### DATASET CONTENT ###

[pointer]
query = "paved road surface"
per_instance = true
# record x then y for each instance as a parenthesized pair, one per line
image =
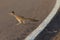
(37, 9)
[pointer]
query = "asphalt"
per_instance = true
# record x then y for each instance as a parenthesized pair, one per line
(37, 9)
(52, 31)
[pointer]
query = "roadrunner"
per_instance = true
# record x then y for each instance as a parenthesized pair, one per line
(22, 19)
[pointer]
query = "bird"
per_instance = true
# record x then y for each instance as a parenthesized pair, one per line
(22, 19)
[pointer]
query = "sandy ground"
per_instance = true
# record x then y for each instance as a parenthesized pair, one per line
(38, 9)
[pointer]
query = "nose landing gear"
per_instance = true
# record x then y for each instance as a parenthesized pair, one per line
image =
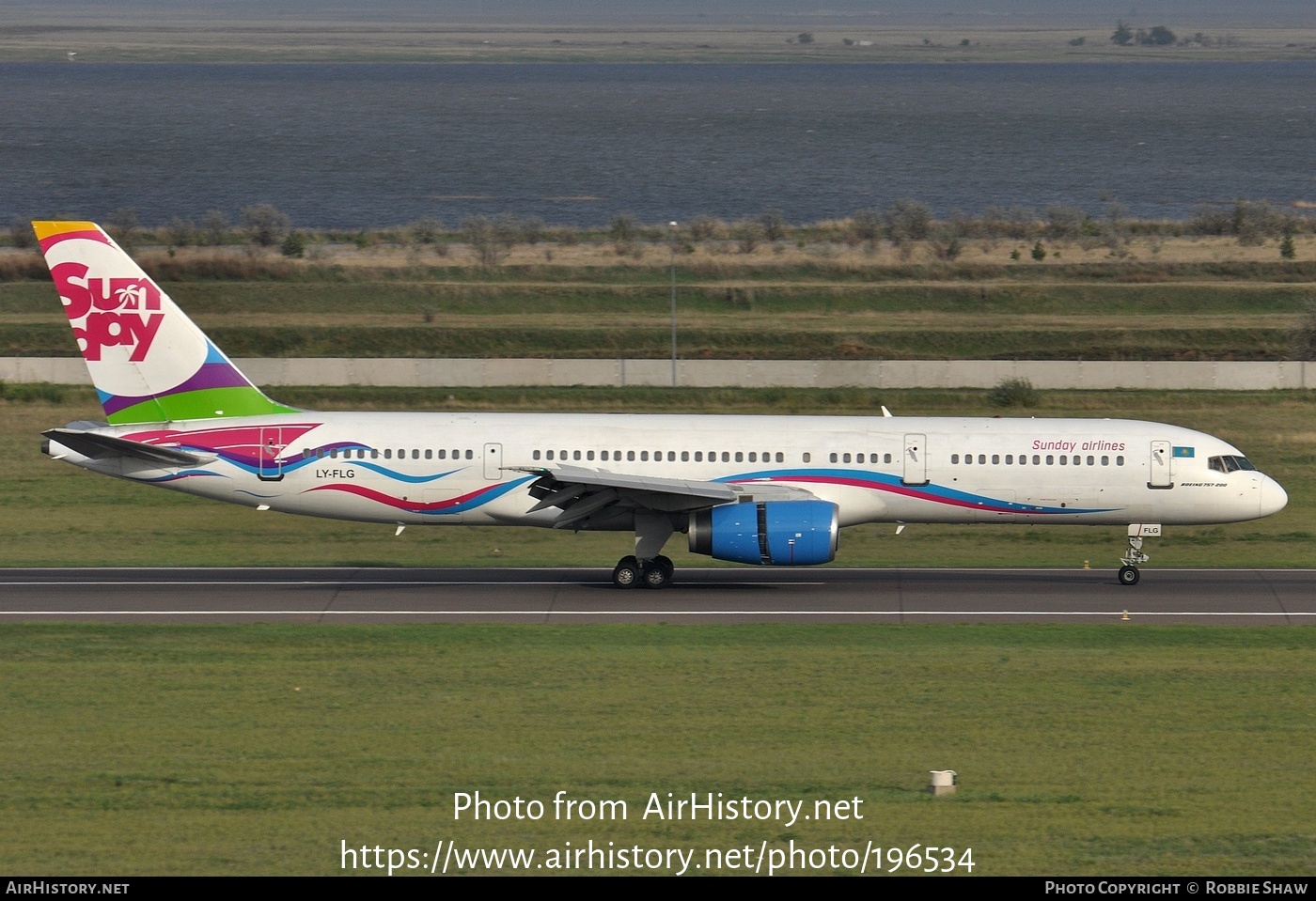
(1134, 555)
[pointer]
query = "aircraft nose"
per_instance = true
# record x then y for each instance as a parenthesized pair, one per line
(1273, 497)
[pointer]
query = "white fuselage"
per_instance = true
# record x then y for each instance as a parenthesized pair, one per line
(470, 469)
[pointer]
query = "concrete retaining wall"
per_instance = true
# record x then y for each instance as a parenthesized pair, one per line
(707, 374)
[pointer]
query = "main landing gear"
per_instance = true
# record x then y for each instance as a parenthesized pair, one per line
(650, 574)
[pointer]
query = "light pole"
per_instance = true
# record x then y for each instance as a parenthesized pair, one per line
(673, 304)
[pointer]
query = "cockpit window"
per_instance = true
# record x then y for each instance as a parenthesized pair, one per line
(1230, 463)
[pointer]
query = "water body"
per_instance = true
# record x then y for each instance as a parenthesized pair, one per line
(361, 145)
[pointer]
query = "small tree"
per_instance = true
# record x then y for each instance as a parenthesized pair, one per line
(1286, 247)
(1158, 37)
(624, 227)
(1013, 392)
(214, 227)
(865, 226)
(533, 230)
(482, 237)
(908, 220)
(265, 224)
(507, 230)
(293, 245)
(747, 234)
(1063, 223)
(701, 227)
(425, 230)
(773, 224)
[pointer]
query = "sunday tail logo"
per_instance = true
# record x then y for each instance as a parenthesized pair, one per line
(149, 362)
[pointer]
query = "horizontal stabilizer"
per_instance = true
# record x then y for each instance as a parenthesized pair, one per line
(96, 446)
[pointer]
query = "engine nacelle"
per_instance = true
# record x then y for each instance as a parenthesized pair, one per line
(778, 533)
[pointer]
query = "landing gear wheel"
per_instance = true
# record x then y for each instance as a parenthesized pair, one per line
(657, 575)
(627, 572)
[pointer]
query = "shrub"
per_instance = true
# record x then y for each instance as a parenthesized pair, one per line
(265, 224)
(1013, 392)
(293, 245)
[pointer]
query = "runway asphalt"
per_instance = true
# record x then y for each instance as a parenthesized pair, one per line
(697, 595)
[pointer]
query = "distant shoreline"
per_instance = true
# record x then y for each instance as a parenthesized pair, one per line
(133, 39)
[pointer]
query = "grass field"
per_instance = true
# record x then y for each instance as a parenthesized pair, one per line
(1109, 750)
(39, 32)
(1199, 299)
(265, 749)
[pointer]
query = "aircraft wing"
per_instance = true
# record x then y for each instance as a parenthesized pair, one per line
(583, 493)
(96, 446)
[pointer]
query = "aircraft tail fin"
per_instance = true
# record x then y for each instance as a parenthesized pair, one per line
(149, 362)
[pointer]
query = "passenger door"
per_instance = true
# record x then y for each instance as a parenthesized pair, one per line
(915, 460)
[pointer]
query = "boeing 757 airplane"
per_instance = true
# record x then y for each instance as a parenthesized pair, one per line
(747, 489)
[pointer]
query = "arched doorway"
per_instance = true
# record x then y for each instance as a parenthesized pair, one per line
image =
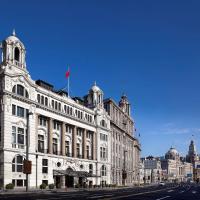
(69, 180)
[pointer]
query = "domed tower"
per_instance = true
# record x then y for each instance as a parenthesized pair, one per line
(13, 52)
(172, 154)
(125, 105)
(192, 153)
(95, 97)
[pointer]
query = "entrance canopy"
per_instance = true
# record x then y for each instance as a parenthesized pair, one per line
(71, 172)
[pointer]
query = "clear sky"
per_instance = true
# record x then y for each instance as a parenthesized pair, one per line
(148, 49)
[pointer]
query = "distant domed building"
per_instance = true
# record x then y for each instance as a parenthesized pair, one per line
(172, 154)
(174, 168)
(192, 156)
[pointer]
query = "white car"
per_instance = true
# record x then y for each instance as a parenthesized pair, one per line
(162, 183)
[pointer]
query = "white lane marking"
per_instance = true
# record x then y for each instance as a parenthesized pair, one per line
(163, 198)
(96, 197)
(137, 194)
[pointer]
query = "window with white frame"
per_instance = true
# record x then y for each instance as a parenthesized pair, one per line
(42, 121)
(18, 137)
(79, 132)
(103, 170)
(45, 166)
(17, 164)
(41, 143)
(57, 125)
(19, 111)
(67, 148)
(103, 153)
(55, 146)
(20, 90)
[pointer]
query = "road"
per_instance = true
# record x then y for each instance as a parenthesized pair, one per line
(183, 192)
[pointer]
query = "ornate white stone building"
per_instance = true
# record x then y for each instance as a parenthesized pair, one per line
(176, 168)
(70, 138)
(125, 147)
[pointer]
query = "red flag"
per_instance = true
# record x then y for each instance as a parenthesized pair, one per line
(67, 73)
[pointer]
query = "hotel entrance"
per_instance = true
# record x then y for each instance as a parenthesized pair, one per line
(70, 178)
(69, 181)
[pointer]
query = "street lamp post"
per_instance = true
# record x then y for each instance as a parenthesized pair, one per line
(27, 147)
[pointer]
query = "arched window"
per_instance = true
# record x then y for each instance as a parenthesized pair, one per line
(38, 98)
(20, 90)
(17, 54)
(103, 123)
(17, 164)
(103, 170)
(46, 101)
(42, 100)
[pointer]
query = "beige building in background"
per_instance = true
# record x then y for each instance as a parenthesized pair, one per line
(125, 147)
(71, 139)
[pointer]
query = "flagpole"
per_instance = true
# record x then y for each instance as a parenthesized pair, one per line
(68, 84)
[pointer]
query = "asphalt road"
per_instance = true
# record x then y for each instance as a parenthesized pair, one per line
(183, 192)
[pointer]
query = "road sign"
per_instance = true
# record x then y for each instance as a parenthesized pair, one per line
(27, 167)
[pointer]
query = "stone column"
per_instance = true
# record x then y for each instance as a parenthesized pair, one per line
(84, 144)
(62, 182)
(94, 146)
(36, 131)
(74, 140)
(50, 136)
(63, 140)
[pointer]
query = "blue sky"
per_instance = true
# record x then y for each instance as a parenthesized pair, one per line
(148, 49)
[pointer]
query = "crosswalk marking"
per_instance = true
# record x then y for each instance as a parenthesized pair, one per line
(163, 198)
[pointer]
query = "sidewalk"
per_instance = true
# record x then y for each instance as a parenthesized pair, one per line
(48, 191)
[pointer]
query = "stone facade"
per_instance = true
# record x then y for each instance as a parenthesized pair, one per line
(70, 138)
(125, 147)
(175, 168)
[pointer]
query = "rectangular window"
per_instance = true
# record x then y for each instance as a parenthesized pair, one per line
(20, 136)
(88, 151)
(101, 152)
(19, 183)
(90, 168)
(41, 143)
(78, 150)
(67, 151)
(55, 146)
(45, 182)
(13, 109)
(44, 166)
(13, 135)
(20, 111)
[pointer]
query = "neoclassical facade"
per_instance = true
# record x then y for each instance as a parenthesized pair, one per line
(125, 147)
(69, 138)
(175, 168)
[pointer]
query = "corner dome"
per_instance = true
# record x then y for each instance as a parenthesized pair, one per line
(173, 151)
(172, 154)
(14, 39)
(95, 88)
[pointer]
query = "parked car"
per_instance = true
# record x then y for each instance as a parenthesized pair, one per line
(162, 183)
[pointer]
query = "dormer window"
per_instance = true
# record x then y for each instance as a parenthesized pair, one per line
(103, 123)
(20, 90)
(17, 54)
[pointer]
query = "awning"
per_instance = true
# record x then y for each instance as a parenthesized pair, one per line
(73, 173)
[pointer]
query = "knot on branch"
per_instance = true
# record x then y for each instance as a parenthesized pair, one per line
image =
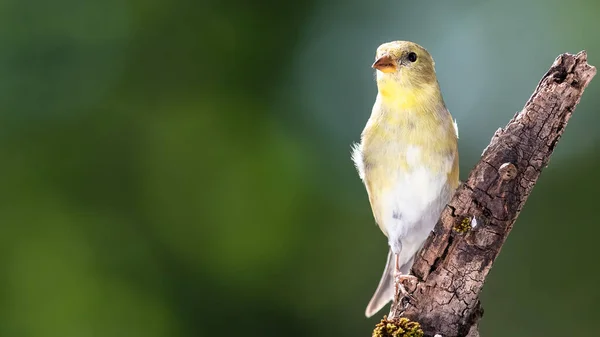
(397, 327)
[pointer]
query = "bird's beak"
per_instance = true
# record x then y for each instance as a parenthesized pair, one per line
(385, 64)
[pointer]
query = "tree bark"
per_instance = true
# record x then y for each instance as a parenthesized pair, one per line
(456, 258)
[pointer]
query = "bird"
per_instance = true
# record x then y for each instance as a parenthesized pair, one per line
(407, 159)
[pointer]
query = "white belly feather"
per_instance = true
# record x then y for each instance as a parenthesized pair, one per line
(411, 207)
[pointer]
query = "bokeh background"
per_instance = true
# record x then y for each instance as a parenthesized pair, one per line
(182, 168)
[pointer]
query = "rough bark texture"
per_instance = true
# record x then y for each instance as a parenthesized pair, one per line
(458, 255)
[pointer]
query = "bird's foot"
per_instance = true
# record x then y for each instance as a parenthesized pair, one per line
(400, 290)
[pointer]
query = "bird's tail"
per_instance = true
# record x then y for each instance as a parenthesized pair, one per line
(385, 289)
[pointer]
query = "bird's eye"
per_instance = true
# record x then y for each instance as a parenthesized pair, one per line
(412, 57)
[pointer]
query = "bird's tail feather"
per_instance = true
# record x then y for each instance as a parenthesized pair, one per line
(385, 289)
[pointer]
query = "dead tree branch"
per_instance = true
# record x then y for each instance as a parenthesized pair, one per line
(458, 255)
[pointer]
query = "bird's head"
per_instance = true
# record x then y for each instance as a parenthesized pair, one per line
(404, 63)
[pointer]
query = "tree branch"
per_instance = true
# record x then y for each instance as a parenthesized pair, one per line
(459, 253)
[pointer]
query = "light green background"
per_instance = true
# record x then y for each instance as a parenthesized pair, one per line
(182, 168)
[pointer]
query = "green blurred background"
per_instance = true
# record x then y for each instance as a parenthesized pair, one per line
(182, 168)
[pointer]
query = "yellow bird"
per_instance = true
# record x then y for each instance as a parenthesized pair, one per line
(407, 158)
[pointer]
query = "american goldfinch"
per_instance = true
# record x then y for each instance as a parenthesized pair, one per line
(407, 158)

###

● WRITTEN TASK:
Extract every line of the data above that contains the word "nose", matching case exactly.

● TASK ANSWER:
query = "nose landing gear"
query = "aircraft nose"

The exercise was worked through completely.